Reproduce everything in the restaurant review from "If you stay" down to "is usually turkey." word for word.

══ Passage to read

After a sweaty night in a mosh pit, people crave a late bite at a nosh pit. But other than a few fast-food outlets, where can you eat downtown at 3 am?
Chinatown's always a good bet. Just hit Spadina and join a lineup. Unfortunately, Rol San -- a Cantonese cantina on the avenue -- has no wristband policy. But the wait's never long, and soon you and the gang will be sitting at a round table covered onion-like in layers of white polypropylene.
I believe the best stuff in Chinese restaurants always appears on the untranslated-into-English side of the menu, so I ask the young server if there's a difference between the two. He insists they're the same.
Simply super Over the course of three visits, I find most of the house specialties less than special. Breaded and deep-fried boneless chicken breast ($9.95) comes coated in a cloying lemon-cornstarch sauce. Moo shu pork sees mostly shredded cabbage wrapped in tissue-thin crepes, while seafood-stuffed deep-fried bean curd is simply eight tofu cubes with shrimp stuck on top (both $8.95).
But minced pork with deep-fried long beans ($7.95) is simply super.
If you stay awake all night and come to Rol San at 9 am you'll find the dim sum more interesting. Priced from $1.38 to $2.88, things like sticky rice in lotus leaf, scallop dumplings and crispy shrimp with chive cake are far more adventurous fare.
I especially like the multiple textures of the large crab, shrimp and mushroom dumpling that swims in briny broth.
The restaurant industry knows no age discrimination. It eats its young and old alike.
Wonder why so many go under? Look at this recipe for failure: couple ever-increasing food costs with a scarcity of competent staff, throw in regularly rising rents, mix in the ever-fickle public and the turn-up is usually turkey.
Desperate, floundering restaurateurs figure that since they're paying for the space 24-7, they should maximize its potential. Instead of just serving food, as a last resort they bring in bands, DJs and Internet connections.
The reverse variation on this misguided thinking finds bar owners deciding to serve something other than pub grub. (The Cameron's now-discontinued Sunday brunches, where Rosedale matrons rubbed shoulders with the likes of Bunchofuckingoofs, was a fluke.)
So you can understand my wariness when a dinner menu from Barcode (549 College, 928-9941), a College Street music club that's a NXNE venue, arrives in the mail. The lineup looks promising, if very brief, and includes avocado salad, mussels Provençal, grilled calamari (all $6.95) and steak-frites with peppercorn sauce ($13.95).
The next day, gastro-gossiping with one of my culinary compadres, I mention that Barcode has started doing food. Expecting an incredulous "No way!," I'm surprised when my pal says that not only does she know all about it, but she's eaten there and it's pretty good. Apparently, a French chef has been hired, the room's been redecorated and, best of all, the food's dead cheap.

════
══ Supplied entries

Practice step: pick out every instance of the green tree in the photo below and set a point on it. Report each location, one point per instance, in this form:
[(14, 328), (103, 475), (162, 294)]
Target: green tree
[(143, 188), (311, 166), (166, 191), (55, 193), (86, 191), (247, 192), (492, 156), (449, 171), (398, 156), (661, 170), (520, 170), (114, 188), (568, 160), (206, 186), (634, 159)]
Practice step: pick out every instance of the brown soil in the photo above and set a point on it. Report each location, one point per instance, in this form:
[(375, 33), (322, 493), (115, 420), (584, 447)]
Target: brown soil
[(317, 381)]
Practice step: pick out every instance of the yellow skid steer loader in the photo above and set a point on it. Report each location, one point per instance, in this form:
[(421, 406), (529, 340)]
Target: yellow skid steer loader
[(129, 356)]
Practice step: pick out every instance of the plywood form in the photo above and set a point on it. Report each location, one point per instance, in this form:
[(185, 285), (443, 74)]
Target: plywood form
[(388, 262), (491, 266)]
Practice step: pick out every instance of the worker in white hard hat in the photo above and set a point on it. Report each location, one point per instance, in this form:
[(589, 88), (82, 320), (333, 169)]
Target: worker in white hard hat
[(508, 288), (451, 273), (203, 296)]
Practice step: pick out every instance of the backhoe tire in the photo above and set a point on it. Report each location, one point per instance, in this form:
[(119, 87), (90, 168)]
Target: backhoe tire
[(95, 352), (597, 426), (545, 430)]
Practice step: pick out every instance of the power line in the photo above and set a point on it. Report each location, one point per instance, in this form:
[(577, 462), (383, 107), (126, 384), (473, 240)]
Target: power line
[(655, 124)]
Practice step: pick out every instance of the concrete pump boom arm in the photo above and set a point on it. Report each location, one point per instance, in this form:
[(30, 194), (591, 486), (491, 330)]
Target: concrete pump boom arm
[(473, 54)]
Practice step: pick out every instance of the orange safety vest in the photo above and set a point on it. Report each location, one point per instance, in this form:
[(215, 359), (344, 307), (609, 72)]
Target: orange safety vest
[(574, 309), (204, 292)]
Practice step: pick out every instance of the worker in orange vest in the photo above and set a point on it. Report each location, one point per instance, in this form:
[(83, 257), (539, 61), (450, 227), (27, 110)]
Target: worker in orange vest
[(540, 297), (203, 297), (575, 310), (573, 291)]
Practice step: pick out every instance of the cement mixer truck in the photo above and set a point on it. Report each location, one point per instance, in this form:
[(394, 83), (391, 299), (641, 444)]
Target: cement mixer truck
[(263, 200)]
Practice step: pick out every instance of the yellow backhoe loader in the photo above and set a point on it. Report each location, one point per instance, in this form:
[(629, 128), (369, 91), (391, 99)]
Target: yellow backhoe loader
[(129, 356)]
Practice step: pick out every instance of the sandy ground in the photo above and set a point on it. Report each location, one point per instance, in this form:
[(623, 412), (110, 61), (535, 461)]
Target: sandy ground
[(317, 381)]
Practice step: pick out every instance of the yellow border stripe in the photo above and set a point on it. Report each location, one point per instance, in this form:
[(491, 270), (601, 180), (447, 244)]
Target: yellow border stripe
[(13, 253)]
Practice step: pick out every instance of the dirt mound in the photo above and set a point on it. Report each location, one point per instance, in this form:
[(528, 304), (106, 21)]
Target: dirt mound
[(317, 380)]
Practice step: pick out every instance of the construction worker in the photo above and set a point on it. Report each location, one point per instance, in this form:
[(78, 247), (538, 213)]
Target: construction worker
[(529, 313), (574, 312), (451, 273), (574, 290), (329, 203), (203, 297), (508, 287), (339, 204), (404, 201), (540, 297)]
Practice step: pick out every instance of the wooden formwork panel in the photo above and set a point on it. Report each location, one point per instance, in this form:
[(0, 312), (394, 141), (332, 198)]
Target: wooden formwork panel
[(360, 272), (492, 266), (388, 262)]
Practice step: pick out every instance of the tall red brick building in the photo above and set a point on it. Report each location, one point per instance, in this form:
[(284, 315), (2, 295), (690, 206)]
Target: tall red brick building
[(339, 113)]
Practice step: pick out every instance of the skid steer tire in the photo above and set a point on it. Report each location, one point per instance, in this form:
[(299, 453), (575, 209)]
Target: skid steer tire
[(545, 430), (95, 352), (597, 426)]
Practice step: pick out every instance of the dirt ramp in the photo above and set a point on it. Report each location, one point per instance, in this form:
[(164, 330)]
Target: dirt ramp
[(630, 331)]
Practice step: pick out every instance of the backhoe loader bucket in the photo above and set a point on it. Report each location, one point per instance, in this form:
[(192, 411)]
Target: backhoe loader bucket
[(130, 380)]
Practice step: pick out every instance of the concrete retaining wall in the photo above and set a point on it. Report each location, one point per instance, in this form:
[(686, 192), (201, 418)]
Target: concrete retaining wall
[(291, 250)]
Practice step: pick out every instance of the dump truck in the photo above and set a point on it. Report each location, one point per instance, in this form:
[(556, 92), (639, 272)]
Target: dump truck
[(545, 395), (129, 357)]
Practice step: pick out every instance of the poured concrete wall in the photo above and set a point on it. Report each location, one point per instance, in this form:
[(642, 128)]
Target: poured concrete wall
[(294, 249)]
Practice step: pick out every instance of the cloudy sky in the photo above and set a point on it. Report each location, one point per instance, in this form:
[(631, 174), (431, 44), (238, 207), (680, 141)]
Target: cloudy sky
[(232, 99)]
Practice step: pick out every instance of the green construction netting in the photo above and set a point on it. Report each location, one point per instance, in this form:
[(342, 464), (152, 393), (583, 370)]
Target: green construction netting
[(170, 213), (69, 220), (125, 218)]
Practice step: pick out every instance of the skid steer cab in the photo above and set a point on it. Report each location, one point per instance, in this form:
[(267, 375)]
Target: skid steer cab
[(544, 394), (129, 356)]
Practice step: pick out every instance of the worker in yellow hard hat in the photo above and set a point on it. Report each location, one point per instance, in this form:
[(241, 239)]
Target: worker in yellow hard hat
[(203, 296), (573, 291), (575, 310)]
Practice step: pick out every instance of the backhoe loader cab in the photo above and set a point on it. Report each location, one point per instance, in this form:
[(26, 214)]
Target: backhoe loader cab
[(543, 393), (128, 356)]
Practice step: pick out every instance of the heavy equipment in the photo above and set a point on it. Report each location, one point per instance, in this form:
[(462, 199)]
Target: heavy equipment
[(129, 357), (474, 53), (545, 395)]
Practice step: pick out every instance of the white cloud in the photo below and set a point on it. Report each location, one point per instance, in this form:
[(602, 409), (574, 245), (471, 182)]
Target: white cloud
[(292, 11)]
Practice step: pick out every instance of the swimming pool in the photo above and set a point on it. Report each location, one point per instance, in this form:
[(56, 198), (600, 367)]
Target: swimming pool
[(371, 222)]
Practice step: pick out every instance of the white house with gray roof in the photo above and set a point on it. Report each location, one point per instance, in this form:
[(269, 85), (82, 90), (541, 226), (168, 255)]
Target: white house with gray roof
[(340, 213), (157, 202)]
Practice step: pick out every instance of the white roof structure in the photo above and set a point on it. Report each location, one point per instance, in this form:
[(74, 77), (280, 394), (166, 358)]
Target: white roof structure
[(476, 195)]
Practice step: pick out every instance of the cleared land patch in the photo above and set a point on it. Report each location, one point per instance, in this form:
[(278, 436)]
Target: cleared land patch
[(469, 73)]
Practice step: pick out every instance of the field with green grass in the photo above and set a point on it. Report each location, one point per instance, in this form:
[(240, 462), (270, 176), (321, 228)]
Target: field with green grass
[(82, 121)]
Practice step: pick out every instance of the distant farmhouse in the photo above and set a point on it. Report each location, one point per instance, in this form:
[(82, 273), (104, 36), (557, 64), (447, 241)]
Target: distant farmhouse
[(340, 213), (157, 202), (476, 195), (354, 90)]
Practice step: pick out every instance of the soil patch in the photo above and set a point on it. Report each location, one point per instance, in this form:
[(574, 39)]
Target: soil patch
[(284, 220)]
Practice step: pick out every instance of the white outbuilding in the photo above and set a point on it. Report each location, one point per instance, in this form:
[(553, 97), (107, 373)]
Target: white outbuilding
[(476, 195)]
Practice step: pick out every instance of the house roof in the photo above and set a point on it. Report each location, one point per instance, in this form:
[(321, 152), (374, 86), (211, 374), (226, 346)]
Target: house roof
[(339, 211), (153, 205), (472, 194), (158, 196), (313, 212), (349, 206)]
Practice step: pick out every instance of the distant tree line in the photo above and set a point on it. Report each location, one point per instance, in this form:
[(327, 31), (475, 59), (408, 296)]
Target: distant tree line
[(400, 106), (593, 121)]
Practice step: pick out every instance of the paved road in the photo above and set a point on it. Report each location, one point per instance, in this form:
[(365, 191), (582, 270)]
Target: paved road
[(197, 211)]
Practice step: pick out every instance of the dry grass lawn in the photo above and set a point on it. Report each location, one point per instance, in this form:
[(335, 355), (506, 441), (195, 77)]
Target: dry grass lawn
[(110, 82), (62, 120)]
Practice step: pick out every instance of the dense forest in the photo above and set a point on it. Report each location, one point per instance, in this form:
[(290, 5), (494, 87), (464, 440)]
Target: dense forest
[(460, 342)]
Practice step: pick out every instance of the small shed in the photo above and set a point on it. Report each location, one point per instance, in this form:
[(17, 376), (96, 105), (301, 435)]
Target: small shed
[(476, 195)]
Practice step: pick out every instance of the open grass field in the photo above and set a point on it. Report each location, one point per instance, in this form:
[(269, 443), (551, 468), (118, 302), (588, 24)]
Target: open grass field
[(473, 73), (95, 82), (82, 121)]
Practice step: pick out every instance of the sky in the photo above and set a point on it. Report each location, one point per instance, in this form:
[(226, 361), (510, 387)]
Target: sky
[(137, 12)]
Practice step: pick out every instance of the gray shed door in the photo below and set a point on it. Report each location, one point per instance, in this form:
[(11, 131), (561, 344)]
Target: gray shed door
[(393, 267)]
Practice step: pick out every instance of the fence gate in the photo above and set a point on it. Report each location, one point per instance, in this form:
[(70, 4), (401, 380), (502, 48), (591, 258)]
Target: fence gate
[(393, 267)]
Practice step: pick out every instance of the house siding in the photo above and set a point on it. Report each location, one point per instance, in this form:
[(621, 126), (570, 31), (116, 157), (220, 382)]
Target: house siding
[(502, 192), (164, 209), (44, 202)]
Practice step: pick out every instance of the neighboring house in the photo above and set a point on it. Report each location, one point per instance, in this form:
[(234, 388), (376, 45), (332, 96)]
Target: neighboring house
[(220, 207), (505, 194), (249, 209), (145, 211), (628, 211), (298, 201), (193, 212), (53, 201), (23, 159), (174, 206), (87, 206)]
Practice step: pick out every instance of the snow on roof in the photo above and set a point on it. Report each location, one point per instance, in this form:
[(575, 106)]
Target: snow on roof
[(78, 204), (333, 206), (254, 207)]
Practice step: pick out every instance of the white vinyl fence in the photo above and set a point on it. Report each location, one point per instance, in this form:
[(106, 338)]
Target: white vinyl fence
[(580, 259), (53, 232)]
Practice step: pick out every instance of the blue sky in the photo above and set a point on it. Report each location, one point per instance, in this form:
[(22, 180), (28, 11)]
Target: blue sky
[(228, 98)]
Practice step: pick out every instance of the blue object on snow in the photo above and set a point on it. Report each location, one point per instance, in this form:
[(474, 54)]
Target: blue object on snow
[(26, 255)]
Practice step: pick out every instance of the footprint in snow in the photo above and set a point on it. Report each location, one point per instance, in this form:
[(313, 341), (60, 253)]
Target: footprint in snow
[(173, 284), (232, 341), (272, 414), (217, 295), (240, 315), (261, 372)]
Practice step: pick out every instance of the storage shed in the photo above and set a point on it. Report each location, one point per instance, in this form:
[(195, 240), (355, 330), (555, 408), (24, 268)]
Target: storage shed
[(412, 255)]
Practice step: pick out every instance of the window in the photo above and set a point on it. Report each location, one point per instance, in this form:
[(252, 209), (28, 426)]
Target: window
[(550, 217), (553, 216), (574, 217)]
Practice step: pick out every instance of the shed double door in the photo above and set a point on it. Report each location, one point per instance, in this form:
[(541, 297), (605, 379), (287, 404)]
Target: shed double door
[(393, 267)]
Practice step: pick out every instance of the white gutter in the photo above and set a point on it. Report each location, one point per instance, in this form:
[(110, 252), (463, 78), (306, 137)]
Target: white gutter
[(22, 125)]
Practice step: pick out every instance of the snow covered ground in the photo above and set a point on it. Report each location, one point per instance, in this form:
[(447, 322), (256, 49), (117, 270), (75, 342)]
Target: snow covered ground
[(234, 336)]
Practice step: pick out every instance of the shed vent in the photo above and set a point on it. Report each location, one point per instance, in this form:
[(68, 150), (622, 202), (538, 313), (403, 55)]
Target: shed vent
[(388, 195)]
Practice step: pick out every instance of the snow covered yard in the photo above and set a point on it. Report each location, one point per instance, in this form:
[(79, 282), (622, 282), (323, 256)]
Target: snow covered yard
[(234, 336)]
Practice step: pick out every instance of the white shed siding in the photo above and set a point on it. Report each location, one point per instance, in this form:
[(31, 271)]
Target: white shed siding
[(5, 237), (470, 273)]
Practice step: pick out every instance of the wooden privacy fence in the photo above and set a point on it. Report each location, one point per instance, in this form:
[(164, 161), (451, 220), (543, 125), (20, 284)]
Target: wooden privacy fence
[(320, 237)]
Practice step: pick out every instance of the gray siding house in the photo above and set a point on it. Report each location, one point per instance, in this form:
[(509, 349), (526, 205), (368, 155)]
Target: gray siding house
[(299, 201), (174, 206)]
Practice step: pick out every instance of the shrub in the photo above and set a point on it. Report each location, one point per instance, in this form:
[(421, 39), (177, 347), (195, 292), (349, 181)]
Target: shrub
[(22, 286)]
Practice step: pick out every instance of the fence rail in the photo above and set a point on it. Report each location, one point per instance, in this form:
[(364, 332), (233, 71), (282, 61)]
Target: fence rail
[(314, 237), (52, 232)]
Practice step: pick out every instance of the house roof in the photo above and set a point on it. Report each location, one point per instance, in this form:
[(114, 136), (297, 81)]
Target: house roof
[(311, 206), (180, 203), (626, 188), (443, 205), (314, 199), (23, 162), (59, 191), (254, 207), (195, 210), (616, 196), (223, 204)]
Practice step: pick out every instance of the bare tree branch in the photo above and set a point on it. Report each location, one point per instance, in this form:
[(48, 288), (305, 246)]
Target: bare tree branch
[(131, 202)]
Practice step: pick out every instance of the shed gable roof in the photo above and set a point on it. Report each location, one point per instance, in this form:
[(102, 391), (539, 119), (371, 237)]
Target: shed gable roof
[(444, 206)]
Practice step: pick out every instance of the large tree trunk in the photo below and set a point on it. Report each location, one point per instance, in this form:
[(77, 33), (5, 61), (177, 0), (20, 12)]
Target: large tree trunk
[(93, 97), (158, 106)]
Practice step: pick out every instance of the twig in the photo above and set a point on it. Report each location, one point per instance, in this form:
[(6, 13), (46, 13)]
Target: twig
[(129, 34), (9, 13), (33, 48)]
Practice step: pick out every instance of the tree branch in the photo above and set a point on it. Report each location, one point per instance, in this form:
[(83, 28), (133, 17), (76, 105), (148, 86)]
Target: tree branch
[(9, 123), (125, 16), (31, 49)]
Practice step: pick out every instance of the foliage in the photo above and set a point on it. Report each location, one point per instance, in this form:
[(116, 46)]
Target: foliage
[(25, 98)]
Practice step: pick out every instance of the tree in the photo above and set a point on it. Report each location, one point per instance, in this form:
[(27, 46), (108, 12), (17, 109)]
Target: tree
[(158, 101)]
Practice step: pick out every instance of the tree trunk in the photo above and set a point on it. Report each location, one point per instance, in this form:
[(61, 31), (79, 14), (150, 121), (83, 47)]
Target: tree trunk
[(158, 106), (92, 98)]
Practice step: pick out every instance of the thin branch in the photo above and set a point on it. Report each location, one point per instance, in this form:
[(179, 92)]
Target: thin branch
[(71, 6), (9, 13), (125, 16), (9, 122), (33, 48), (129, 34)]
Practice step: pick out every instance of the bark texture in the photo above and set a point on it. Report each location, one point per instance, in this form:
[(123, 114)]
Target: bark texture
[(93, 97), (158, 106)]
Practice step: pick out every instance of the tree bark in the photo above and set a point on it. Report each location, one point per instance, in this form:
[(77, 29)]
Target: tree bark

════

▶ Solution
If you stay awake all night and come to Rol San at 9 am you'll find the dim sum more interesting. Priced from $1.38 to $2.88, things like sticky rice in lotus leaf, scallop dumplings and crispy shrimp with chive cake are far more adventurous fare.
I especially like the multiple textures of the large crab, shrimp and mushroom dumpling that swims in briny broth.
The restaurant industry knows no age discrimination. It eats its young and old alike.
Wonder why so many go under? Look at this recipe for failure: couple ever-increasing food costs with a scarcity of competent staff, throw in regularly rising rents, mix in the ever-fickle public and the turn-up is usually turkey.